## TASK GOAL
Pull out every row below that contains the word "fence", and copy each one unchanged.

## RECORD LIST
-- BEGIN --

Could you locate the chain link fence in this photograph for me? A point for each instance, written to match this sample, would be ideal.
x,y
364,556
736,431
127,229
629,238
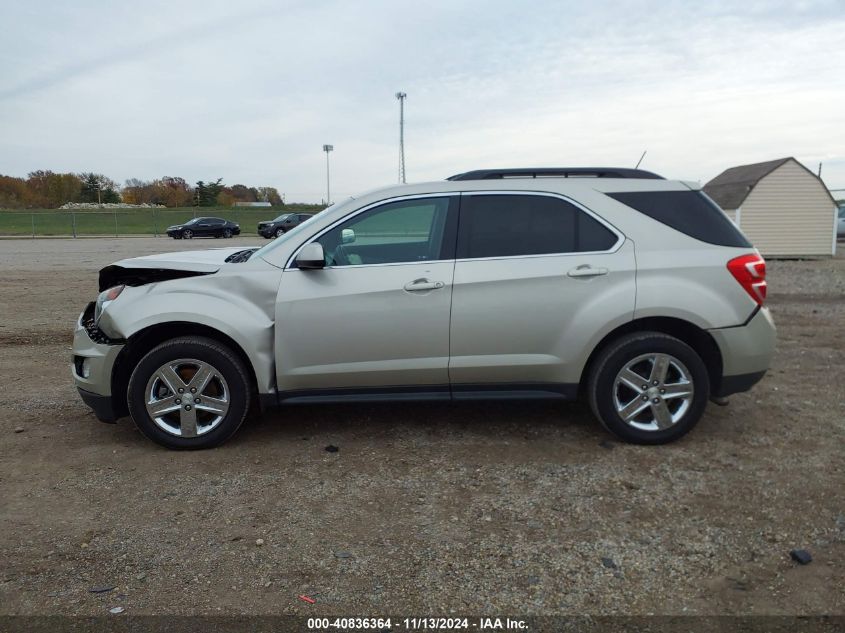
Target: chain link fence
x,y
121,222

-- END --
-- BEGIN --

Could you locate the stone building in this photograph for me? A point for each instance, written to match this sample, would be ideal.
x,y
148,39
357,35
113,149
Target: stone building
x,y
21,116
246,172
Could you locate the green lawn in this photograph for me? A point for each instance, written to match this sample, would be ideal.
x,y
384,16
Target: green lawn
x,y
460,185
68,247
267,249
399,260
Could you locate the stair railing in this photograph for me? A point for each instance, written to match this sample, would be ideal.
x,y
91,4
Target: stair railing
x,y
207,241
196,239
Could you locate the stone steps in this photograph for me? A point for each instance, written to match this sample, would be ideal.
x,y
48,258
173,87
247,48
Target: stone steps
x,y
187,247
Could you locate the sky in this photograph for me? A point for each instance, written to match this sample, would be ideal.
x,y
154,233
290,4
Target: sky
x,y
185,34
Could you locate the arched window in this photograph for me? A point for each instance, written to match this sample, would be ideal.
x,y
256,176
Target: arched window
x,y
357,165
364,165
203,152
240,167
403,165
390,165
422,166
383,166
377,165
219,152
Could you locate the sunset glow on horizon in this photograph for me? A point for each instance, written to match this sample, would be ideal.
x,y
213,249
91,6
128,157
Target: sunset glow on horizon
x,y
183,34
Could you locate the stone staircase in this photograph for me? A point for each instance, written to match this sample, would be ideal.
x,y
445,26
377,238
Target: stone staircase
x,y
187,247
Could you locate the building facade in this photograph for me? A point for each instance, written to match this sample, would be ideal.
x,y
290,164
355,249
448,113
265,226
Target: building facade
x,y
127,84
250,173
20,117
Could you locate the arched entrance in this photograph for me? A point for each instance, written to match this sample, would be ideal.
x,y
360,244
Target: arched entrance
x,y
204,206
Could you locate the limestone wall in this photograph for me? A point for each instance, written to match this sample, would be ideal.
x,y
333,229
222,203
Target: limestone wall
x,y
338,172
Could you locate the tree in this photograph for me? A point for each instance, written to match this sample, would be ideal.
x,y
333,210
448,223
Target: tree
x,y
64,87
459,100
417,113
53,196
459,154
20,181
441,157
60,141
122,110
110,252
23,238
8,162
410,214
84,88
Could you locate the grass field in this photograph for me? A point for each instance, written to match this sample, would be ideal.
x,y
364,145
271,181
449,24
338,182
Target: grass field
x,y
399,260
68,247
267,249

-- END --
-- BEGIN --

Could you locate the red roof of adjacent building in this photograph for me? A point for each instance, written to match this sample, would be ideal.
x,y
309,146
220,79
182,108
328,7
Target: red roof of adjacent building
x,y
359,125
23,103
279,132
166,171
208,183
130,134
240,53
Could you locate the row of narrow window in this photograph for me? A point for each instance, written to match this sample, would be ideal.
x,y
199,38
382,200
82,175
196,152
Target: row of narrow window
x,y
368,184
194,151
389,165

-- END --

## SOLUTION FOR THIS PROBLEM
Could you locate the chain link fence in this photograph for me? A point for each instance, written to match this sample, would be ideal.
Target: chain link fence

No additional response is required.